[Start of Excerpt to read]
Nagios misreporting


#1

Our company has been put into a situation were both employees who have installed and configured Nagios have left the organization in a very short timeframe of each other. Myself and another employee are new to unix but can navigate around a bit and do some things.

Nagios has been working well for us up until this point so I’m trying to hold off on exploring new monitoring software even though our director has implored me to do this. We see alerts coming from one particular unix server and one particular windows server on a daily basis that are reporting incorrectly. It starts with one alert for a service being down. After this first alert, all the other instances where we have Nagios monitoring come back and alert us to being in a state of critical or down. We check the server and everything is running fine…no problems. It seems to happen around the same time every day. May re-installing the agent help? If so, how do I do this? May this be another problem? Any help would be appreciated!


#2

Sounds like you haven’t read about nagios at all. Normally, there are no agents. If there are, they could be any number of methods, such as ntclients, external nagios installations using nsca, etc.
From your description, it sounds like you might simply be having a problem with pinging the device at one point, and after that, the other services get all backed up, due to some excessive timeouts, or something.

Since you are new to nagios, you have no choice but to start from the beginning. i.e. the docs.
nagios.sourceforge.net/docs/1_0/
[End of Excerpt to read]
[Start of Provided material]
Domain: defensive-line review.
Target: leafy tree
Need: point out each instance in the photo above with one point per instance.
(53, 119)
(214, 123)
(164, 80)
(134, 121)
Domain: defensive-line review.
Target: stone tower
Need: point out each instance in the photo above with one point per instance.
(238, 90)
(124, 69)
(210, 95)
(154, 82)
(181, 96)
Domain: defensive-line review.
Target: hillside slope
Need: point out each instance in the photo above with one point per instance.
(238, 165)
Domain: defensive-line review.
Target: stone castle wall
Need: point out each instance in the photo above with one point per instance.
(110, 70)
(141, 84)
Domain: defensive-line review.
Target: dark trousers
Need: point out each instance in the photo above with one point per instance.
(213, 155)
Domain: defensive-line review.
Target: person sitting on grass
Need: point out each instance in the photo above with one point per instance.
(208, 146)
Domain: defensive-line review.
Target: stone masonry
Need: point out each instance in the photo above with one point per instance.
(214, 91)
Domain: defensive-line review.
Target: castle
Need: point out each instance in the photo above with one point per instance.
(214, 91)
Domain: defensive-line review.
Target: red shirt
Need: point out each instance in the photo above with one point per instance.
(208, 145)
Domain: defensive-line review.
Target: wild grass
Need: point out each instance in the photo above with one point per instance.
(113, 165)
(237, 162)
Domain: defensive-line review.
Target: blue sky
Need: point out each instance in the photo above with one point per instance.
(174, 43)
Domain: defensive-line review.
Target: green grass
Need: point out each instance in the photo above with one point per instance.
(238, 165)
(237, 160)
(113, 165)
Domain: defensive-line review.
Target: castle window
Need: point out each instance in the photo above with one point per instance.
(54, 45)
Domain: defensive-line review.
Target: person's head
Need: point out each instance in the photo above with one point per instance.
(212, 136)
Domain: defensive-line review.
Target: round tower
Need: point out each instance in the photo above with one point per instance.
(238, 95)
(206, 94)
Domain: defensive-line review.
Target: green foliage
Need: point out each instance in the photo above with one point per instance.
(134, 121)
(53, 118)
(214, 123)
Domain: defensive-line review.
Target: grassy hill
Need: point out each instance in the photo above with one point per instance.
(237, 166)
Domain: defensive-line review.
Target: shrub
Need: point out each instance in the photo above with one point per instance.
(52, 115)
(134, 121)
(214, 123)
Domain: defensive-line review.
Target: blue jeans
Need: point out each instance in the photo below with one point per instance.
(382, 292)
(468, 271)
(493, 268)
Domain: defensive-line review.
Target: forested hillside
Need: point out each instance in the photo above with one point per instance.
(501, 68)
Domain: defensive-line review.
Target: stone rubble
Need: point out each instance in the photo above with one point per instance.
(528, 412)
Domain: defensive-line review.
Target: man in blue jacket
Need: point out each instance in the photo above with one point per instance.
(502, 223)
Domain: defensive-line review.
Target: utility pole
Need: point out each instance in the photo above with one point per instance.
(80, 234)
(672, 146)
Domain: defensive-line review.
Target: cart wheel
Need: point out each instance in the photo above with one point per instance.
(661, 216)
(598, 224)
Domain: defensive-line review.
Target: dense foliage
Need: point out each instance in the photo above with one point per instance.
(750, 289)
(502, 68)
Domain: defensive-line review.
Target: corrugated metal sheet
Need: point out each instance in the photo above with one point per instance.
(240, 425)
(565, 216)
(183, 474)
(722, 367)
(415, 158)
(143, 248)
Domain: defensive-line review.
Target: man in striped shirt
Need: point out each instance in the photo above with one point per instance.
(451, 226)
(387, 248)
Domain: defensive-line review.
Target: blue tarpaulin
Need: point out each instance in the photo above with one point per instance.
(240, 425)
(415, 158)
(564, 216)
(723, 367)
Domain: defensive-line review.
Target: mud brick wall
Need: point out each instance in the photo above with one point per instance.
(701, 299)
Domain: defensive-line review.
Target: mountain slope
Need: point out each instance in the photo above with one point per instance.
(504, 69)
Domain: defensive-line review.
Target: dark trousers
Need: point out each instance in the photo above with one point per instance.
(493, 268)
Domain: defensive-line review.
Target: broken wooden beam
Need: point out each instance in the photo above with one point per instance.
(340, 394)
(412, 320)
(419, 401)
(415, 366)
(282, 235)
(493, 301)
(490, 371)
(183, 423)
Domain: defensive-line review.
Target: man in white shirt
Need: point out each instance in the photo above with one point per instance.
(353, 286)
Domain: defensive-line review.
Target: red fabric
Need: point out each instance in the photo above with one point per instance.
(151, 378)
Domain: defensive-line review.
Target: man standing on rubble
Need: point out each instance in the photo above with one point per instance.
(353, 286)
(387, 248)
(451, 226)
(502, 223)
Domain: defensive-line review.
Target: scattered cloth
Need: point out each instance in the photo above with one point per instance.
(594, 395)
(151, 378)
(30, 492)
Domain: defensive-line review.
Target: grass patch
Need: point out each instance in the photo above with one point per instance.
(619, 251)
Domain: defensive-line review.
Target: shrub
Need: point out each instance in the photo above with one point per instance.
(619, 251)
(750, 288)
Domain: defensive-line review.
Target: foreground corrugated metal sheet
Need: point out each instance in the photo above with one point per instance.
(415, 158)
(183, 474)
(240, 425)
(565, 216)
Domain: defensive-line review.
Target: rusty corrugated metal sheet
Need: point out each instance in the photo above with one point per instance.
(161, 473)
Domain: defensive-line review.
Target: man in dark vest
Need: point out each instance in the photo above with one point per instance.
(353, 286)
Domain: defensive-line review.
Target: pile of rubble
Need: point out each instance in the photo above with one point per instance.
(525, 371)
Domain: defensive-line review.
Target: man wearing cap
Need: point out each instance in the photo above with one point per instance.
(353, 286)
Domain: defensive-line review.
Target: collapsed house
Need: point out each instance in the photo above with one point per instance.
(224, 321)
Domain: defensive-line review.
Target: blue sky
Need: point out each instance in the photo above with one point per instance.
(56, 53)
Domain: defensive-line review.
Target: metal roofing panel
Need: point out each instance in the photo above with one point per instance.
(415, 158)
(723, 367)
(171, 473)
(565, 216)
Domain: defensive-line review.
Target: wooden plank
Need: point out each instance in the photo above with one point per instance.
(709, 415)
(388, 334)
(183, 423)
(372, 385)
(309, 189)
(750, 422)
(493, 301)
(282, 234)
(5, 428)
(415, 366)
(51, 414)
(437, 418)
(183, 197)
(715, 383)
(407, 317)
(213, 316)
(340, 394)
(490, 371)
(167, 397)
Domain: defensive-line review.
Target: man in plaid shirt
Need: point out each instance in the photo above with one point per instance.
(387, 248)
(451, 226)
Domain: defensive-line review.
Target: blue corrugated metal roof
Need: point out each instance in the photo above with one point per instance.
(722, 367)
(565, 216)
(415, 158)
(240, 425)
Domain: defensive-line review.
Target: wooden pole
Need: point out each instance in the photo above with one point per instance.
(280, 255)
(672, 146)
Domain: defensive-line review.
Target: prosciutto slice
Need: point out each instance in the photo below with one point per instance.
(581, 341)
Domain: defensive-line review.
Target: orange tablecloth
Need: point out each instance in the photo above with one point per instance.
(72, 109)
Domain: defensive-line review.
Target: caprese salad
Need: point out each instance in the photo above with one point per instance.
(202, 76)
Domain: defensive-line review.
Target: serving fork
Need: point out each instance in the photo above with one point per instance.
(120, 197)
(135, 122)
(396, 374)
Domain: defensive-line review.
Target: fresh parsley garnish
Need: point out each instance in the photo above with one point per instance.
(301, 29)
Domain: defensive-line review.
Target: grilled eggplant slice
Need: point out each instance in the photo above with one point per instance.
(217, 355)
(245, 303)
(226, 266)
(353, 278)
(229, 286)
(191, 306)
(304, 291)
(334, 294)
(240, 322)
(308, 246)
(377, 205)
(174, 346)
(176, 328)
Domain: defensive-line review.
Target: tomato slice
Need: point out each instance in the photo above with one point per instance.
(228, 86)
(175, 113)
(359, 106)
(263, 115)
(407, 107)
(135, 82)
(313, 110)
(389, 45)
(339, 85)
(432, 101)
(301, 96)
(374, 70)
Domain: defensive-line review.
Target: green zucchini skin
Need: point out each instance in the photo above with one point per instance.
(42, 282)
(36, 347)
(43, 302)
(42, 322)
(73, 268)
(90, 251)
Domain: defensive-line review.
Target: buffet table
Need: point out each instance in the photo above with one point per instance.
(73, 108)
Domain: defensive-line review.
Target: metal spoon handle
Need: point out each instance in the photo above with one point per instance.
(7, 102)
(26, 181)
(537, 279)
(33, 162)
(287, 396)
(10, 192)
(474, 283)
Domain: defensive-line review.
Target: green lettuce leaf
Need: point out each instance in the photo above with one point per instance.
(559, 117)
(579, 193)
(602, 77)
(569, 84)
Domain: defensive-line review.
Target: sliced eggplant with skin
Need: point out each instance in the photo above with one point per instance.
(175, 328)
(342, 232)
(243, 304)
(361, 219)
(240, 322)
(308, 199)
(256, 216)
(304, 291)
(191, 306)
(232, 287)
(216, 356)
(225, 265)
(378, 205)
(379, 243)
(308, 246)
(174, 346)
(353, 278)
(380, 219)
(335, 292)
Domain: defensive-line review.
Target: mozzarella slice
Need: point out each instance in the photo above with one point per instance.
[End of Provided material]
_Instructions for the task:_
Do these statements agree with the Nagios thread? For each, answer yes or no and quote the words that decide it. (a) The false alerts tend to arrive at about the same time each day. (b) The reply says Nagios normally relies on agents. (c) The employees who installed and configured Nagios still work for the company.

_Written answer:_
(a) Yes: "It seems to happen around the same time every day."
(b) No: "Normally, there are no agents."
(c) No: "both employees who have installed and configured Nagios have left the organization"